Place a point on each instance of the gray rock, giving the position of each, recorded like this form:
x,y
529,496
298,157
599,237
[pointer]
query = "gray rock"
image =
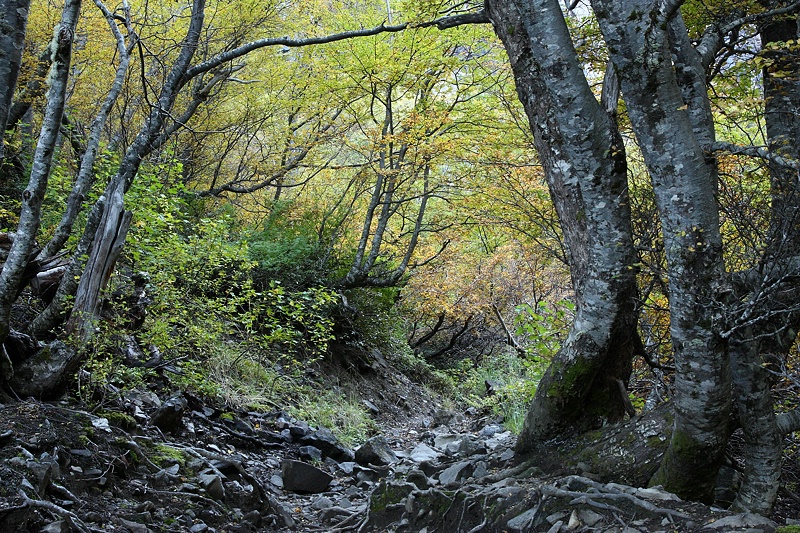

============================================================

STATED EXERCISE: Transcribe every entry above verbatim, omitting the pictures from your reproduction.

WRITTEN RESPONSE:
Place a point on each instance of the gray rock, giving the position of each, recorded like this form:
x,y
529,496
298,157
599,237
[pointer]
query = "gray rock"
image =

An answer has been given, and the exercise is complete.